What the task asks → What is the number of lines in the entries that contain the word "below"? Reply with that number only.

Available data →
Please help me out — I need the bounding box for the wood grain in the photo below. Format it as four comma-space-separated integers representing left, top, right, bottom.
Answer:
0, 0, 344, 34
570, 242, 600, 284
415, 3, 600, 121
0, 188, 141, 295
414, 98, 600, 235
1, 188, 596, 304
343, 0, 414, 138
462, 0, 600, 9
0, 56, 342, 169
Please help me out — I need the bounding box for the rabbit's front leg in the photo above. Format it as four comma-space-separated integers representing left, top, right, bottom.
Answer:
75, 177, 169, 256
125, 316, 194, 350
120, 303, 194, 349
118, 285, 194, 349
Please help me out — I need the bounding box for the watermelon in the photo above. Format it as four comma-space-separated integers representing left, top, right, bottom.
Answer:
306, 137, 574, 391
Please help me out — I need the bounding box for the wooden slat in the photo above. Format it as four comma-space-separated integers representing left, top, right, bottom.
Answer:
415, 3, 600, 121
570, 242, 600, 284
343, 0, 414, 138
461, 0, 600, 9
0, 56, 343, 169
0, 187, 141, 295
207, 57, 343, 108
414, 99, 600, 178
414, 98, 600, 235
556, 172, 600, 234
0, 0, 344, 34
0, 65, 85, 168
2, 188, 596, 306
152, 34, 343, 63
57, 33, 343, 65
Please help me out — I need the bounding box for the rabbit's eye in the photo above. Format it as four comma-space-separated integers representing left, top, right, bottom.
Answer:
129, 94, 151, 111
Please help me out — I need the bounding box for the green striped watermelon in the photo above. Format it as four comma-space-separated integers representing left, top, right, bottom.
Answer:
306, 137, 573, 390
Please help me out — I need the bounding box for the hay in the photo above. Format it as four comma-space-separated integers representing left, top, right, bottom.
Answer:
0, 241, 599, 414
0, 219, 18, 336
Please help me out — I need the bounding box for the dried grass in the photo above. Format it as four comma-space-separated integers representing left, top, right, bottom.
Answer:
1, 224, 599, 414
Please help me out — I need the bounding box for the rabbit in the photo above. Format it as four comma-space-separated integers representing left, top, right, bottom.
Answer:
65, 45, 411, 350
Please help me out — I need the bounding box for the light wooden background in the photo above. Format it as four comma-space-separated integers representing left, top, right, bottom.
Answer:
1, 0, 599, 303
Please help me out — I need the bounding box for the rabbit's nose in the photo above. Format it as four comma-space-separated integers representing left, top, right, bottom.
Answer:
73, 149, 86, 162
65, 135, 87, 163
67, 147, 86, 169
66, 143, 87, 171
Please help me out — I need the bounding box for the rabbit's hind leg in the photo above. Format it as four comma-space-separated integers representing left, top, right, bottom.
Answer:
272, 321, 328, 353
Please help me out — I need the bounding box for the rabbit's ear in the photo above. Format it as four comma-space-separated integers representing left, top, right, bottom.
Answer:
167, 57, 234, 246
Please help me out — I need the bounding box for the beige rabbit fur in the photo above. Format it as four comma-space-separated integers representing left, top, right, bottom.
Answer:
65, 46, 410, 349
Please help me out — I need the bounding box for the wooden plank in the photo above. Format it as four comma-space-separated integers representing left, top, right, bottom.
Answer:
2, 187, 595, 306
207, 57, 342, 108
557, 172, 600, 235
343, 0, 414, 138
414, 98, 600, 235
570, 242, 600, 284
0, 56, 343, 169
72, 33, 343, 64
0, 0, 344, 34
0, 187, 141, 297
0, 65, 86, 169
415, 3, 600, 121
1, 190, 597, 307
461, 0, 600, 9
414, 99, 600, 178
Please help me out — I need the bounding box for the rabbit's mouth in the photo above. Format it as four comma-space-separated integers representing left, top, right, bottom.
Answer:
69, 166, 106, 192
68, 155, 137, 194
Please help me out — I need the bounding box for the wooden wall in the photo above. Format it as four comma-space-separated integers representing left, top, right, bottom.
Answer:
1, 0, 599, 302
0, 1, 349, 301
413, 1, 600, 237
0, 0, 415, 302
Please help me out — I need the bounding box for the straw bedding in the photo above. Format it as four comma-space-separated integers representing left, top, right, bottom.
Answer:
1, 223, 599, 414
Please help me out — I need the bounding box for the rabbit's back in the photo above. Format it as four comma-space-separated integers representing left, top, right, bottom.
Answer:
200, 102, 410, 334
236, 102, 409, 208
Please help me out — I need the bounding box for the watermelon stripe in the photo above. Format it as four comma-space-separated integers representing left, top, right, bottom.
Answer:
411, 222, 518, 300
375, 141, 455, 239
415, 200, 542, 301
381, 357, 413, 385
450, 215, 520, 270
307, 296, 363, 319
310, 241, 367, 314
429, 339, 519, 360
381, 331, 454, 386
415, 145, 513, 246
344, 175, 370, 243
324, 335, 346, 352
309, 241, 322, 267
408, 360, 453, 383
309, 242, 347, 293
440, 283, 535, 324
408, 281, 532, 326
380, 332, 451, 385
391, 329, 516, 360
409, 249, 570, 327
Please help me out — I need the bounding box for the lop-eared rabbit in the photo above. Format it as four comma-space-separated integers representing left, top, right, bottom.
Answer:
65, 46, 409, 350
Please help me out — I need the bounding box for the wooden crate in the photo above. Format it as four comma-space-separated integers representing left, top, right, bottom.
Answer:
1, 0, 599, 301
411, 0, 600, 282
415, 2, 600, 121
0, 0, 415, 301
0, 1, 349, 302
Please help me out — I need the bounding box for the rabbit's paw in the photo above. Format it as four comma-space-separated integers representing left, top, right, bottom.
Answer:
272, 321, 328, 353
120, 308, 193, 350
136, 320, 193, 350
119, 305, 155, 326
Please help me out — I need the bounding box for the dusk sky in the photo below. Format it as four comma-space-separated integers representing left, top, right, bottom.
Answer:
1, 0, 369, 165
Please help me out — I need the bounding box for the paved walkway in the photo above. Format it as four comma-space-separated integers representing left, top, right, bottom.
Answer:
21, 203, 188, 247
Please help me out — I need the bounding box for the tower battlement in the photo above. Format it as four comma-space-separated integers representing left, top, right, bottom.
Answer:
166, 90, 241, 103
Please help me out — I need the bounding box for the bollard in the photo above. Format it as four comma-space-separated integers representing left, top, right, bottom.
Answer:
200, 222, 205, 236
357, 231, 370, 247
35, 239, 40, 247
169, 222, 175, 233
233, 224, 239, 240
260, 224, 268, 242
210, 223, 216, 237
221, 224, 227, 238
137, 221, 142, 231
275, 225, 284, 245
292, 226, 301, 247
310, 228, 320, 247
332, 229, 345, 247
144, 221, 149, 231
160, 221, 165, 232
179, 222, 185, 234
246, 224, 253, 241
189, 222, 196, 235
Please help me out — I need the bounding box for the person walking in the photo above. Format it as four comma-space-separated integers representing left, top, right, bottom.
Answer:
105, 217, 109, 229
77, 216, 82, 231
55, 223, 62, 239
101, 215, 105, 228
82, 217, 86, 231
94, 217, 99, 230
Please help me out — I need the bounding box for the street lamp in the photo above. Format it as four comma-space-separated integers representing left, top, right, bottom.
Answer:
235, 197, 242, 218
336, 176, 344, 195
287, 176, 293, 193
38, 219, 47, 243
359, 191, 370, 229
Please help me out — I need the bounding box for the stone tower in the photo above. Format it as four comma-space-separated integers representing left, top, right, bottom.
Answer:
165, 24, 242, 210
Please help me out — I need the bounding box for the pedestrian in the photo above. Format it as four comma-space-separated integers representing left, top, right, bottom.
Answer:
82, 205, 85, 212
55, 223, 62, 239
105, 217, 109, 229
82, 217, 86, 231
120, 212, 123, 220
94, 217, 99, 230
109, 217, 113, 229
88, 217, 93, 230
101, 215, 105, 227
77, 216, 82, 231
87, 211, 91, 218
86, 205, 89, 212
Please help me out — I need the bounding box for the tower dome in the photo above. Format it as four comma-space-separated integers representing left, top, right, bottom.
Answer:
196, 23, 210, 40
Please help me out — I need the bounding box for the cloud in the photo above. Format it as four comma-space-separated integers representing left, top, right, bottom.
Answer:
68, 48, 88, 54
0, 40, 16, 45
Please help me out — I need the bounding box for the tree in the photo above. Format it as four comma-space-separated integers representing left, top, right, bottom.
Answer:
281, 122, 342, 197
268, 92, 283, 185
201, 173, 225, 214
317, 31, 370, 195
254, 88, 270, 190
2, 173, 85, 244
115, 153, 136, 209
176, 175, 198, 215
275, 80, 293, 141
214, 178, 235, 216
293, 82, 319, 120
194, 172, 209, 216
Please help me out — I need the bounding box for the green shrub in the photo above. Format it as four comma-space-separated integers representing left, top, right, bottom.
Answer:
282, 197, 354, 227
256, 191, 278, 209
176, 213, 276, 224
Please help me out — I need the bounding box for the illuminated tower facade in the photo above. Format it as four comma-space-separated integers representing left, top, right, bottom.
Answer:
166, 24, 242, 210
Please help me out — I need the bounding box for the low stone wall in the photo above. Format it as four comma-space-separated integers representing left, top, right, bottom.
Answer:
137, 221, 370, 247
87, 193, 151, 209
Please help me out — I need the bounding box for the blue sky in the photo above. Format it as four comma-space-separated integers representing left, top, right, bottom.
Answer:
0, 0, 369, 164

Your solution → 2